===== Exercise material =====

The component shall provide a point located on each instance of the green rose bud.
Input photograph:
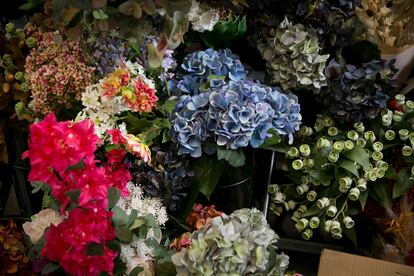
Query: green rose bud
(349, 144)
(345, 182)
(354, 194)
(302, 224)
(377, 155)
(333, 156)
(332, 210)
(370, 136)
(362, 184)
(311, 196)
(378, 146)
(404, 134)
(359, 126)
(407, 151)
(314, 222)
(398, 116)
(327, 225)
(339, 146)
(323, 202)
(10, 27)
(361, 142)
(389, 135)
(323, 143)
(273, 188)
(352, 135)
(302, 188)
(31, 42)
(304, 150)
(348, 222)
(293, 152)
(409, 106)
(297, 164)
(308, 163)
(307, 234)
(327, 121)
(302, 209)
(332, 131)
(24, 87)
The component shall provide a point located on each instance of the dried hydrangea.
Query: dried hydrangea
(292, 57)
(238, 244)
(57, 73)
(167, 177)
(358, 92)
(202, 17)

=====

Problem requirements
Rewrite every line above in full, wording included, with each point coordinate multiplied by 2.4 and rounded to a whole number (halves rounded up). Leave the pictures out.

The response
The component shall provide a point located on each instance of the green rose bud.
Input photograph:
Query: green rose bud
(838, 346)
(828, 437)
(850, 466)
(725, 538)
(905, 372)
(799, 374)
(797, 504)
(888, 326)
(869, 442)
(746, 470)
(907, 350)
(970, 322)
(862, 302)
(977, 362)
(754, 533)
(955, 278)
(785, 540)
(814, 350)
(775, 485)
(24, 65)
(866, 341)
(934, 324)
(775, 343)
(655, 451)
(845, 324)
(725, 451)
(74, 101)
(730, 360)
(835, 533)
(703, 365)
(982, 254)
(713, 394)
(739, 391)
(737, 562)
(785, 290)
(725, 502)
(797, 314)
(58, 209)
The component shall provide a point located on each instance of the dried hydrangea.
Query: dried hydrangea
(701, 137)
(571, 586)
(137, 175)
(401, 425)
(859, 221)
(485, 41)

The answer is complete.